## Source passage:
──────────

# Rain in June thread



## Rhymenocerus (Jul 17, 2010)

This **** is whack.


----------



## singlespeed.org (Feb 14, 2006)

Been hearing the term "June-uary" a lot recently.


----------



## ziscwg (Apr 19, 2010)

Get out there an ride you pussies..............................................













As I do tempo work on my trainer..............LOL


----------



## Rhymenocerus (Jul 17, 2010)

ziscwg said:


> Get out there an ride you pussies..............................................
> 
> 
> 
> ...


Mountain bike only on days like this, even then I wouldnt want to go get too crazy, Mud is good for one thing only, breaking parts.


----------



## heythorp (Feb 17, 2005)

On our way to hike windy hill this am, we saw a group of 12 or so on portola valley rd in a down pour. 

I made it out tonight for a quick 1:45. I missed the rain, but holy cow was it windy.


----------



## stover (Apr 24, 2010)

Just stayed in and watched movies today. I feel like such crap not riding today  When is the sun coming back out!!


----------



## heythorp (Feb 17, 2005)

Sun is out right now. Looks like we have a few hours this morning. Go go go


----------



## stover (Apr 24, 2010)

──────────

## Record set:

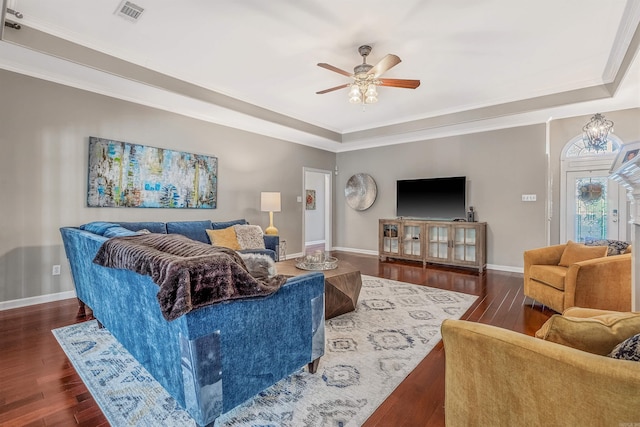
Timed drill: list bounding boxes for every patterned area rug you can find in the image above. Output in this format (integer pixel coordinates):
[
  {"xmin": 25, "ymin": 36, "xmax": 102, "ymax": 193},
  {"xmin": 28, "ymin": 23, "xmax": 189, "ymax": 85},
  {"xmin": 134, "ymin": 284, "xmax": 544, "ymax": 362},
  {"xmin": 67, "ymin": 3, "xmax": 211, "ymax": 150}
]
[{"xmin": 53, "ymin": 276, "xmax": 477, "ymax": 427}]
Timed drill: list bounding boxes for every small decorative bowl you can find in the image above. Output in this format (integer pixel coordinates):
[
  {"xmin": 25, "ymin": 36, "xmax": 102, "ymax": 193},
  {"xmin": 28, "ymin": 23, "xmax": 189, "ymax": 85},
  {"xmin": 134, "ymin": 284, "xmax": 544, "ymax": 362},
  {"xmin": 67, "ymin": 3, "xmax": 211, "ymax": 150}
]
[{"xmin": 296, "ymin": 255, "xmax": 338, "ymax": 270}]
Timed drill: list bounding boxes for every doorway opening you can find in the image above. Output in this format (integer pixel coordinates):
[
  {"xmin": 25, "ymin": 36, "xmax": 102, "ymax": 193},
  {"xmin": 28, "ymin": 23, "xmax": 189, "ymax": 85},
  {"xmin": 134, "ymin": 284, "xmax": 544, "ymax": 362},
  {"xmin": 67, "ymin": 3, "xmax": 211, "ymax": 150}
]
[
  {"xmin": 302, "ymin": 167, "xmax": 333, "ymax": 254},
  {"xmin": 560, "ymin": 135, "xmax": 630, "ymax": 243}
]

──────────

Rewrite the part of the rain in June thread that starts with "Mountain bike only" and stops after "a down pour.", changing "Mud" to "Sand".

## Exercise solution:
Mountain bike only on days like this, even then I wouldnt want to go get too crazy, Sand is good for one thing only, breaking parts.


----------



## heythorp (Feb 17, 2005)

On our way to hike windy hill this am, we saw a group of 12 or so on portola valley rd in a down pour.